What you should do –
Rewrite every line of the data from the line with "I need to find the low" to the line with "[455,537,533,645]", both included. Add 133 to each box coordinate and leave all other wording unchanged.

Object detection data –
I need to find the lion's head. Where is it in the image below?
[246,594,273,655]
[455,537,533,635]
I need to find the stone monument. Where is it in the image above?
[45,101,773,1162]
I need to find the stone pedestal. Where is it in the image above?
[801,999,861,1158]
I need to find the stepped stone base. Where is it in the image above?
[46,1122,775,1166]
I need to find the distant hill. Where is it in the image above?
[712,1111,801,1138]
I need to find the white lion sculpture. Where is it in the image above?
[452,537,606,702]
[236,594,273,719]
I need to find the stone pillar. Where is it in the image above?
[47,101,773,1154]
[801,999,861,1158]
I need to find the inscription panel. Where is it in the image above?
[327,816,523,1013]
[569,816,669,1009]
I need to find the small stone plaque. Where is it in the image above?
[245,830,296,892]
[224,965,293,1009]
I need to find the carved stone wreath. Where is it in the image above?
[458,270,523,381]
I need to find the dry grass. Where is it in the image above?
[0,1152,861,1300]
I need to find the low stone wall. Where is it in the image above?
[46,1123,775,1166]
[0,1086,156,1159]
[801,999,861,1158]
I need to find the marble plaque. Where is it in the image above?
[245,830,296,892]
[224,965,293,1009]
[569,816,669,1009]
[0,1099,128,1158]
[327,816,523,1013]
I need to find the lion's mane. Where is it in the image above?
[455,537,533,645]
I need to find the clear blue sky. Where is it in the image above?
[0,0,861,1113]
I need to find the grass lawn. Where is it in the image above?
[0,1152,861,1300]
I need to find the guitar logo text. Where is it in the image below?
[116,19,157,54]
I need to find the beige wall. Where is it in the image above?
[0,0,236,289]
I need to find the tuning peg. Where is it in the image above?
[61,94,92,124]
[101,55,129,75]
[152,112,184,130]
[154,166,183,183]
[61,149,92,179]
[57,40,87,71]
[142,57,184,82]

The reply –
I need to find the low stone wall. Where is it in the image above?
[179,1256,908,1299]
[133,1219,289,1292]
[934,1132,994,1291]
I need to find the marble plaque. Where is it in the image above?
[378,963,429,1025]
[357,1098,426,1142]
[702,949,802,1142]
[133,1232,261,1291]
[460,949,656,1146]
I need to find the lion's mane. Where is it in the image above?
[588,670,666,778]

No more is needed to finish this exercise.